::: PASSAGE SHOWN

PHOTOGRAPHER'S JOURNAL: It is probably the largest physical space I've tried to photograph, at least on land. I believe it is a single physical space, a valley with clearly defined walls to the east and west, though its northern and southern boundaries remain vague to me. To the best of my knowledge, it has no special name by which it is known. It is part of a territory that was long disputed by Connecticut, New York, and Massachusetts. As a photographer I also note, it contains no single dominant subject, save itself. The act of trying to shoot it has both enlarged and narrowed my concept of what it means to me to be a landscape photographer, photographing land and space.

::::::

[ACTIONS TO TAKE]
[1] Reproduce everything in the photographer's journal entry from "PHOTOGRAPHER'S JOURNAL: It" down to "land and space.".
[2] Does the photographer's journal entry agree with each of these statements? (a) The valley has clearly defined walls on its east and west sides. (b) The valley is known by a special name. (c) The territory was long disputed by Connecticut, New York, and Vermont.
[3] How might the photographer's journal entry go on after its last sentence? Extend it by a few sentences.
The items after this point are separate material, unconnected to the journal entry.

::: INFORMATION SUPPLIED

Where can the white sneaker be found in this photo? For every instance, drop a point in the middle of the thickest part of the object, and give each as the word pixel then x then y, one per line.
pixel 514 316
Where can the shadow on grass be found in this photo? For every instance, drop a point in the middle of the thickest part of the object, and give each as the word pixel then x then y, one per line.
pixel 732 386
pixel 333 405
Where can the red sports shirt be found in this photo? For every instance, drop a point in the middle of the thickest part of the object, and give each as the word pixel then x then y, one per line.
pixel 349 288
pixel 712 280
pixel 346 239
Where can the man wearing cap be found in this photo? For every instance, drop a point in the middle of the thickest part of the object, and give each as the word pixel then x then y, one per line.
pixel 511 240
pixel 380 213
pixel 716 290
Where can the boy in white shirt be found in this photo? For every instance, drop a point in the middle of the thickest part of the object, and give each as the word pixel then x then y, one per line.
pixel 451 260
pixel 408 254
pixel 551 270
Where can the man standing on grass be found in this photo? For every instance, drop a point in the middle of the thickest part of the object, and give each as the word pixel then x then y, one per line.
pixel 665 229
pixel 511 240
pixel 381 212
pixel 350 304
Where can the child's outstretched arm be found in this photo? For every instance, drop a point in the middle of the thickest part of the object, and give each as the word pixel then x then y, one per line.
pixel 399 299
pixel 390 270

::::::

[SET OF ANSWERS]
[1]
PHOTOGRAPHER'S JOURNAL: It is probably the largest physical space I've tried to photograph, at least on land. I believe it is a single physical space, a valley with clearly defined walls to the east and west, though its northern and southern boundaries remain vague to me. To the best of my knowledge, it has no special name by which it is known. It is part of a territory that was long disputed by Connecticut, New York, and Massachusetts. As a photographer I also note, it contains no single dominant subject, save itself. The act of trying to shoot it has both enlarged and narrowed my concept of what it means to me to be a landscape photographer, photographing land and space.

[2]
(a) Yes: "a valley with clearly defined walls to the east and west"
(b) No: "it has no special name by which it is known"
(c) No: "disputed by Connecticut, New York, and Massachusetts"

[3]
The question of labels is a nuisance and needlessly confining. There are many ways to be a photographer, but at times I'm in need of one to address people's assumptions; I don't do weddings. However, I do enjoy walking the hills. Until this month I would have described all that I photograph there as landscape, save an occasional floral or insect macro or a bird shot, so landscape photographer is a useful label among many, though I now put as much emphasis on the "scape." Taking my wanderings to this nameless valley has, for better or worse, reminded me that my muse is guided not only by interest in the old buildings and their histories but by a desire to know the land, to experience it as spaces, and draw on that for images.

Exploration here feels a bit different than at other sites I've shot.